Which lines below contain the string "dark"? Pull out each of them in full, treating uppercase and lowercase letters as different.
┌──
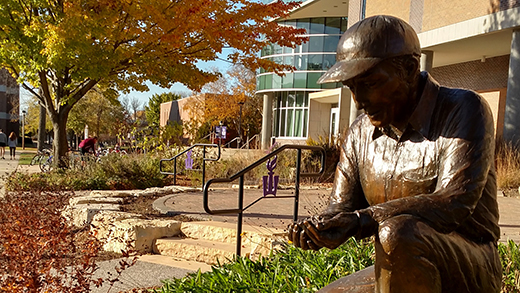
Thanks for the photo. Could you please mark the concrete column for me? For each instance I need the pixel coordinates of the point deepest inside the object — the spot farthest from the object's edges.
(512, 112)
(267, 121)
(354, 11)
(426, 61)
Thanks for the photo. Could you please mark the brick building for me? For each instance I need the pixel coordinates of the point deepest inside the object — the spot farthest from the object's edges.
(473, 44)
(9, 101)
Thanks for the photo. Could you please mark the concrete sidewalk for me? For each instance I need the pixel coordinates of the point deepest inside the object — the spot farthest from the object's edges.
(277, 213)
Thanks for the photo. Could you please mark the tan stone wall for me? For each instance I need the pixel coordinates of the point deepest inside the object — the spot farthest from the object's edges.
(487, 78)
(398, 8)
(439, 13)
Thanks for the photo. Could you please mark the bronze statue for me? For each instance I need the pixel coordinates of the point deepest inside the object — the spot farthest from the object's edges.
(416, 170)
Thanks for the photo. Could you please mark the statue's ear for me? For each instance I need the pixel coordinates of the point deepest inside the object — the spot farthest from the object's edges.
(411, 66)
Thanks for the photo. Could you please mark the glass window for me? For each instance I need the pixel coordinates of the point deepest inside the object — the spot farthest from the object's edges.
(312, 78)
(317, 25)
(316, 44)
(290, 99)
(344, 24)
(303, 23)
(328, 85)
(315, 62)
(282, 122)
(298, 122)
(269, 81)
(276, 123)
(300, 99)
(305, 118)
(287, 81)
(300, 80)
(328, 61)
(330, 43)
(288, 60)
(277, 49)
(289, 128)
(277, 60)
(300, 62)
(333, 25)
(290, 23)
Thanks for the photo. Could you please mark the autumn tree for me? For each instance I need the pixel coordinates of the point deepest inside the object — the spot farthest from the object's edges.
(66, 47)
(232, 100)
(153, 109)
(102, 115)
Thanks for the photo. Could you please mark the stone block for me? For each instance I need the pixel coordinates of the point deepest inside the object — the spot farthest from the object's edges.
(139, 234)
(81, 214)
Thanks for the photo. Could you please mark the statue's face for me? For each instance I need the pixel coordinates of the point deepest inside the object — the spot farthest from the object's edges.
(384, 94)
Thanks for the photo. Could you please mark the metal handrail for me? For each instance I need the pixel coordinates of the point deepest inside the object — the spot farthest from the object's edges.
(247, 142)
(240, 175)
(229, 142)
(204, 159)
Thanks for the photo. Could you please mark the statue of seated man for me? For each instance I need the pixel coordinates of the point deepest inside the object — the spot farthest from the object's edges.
└──
┌──
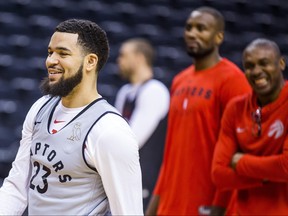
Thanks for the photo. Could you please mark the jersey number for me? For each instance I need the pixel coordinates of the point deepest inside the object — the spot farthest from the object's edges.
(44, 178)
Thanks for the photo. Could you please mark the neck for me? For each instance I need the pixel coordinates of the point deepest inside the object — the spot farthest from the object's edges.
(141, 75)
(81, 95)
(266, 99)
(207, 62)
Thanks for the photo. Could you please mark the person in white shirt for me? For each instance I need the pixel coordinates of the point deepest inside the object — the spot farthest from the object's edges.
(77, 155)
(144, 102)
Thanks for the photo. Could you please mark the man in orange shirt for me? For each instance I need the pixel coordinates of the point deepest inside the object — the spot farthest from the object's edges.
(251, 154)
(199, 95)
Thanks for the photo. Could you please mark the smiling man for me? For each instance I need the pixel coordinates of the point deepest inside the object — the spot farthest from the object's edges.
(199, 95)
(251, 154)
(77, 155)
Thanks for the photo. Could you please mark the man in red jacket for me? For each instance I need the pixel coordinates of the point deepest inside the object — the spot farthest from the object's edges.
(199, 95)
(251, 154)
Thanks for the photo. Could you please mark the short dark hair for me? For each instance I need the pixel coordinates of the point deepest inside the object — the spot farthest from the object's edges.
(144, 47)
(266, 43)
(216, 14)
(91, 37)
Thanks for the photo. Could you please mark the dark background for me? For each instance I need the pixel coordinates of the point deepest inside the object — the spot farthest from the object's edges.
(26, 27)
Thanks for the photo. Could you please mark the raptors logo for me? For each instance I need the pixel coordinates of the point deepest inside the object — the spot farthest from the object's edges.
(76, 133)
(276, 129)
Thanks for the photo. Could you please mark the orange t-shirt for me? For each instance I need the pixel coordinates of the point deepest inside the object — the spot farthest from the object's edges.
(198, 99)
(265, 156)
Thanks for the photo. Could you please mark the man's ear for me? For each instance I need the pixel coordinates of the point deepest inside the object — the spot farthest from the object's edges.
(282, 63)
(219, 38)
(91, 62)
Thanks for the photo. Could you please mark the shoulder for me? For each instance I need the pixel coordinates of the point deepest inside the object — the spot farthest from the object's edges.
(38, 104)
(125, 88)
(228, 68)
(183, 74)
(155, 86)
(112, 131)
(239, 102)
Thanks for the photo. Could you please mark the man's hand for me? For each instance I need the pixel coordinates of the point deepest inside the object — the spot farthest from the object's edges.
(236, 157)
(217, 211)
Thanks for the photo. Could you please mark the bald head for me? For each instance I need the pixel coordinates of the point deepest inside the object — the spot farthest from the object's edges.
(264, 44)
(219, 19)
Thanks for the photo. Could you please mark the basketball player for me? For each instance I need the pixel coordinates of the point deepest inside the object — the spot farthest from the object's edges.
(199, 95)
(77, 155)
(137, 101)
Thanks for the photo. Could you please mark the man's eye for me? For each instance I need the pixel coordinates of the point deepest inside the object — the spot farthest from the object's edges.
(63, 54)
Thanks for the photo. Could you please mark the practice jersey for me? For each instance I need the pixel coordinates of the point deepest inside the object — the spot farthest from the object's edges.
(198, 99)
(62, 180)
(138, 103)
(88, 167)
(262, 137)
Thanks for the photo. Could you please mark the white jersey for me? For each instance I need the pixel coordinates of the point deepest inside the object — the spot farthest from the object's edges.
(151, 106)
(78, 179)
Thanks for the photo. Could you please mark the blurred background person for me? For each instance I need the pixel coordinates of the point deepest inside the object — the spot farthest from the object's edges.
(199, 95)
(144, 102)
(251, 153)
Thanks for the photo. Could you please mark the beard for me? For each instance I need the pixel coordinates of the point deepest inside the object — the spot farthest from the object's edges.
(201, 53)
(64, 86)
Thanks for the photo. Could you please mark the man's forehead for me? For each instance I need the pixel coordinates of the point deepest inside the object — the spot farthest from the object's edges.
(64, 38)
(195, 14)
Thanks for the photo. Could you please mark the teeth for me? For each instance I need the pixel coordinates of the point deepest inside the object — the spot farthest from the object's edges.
└──
#### [The output]
Thanks for the photo. Could you please mark the short dark hair for me? For each instance I need the pixel coordinates of the point deepest inside the object — the spot farthest from the object's edges.
Thanks for the photo. Could you please mark the dark background for me? For each instance I need the pixel coordinates of the point deepest inside the object — the spot farthest from the object's edges.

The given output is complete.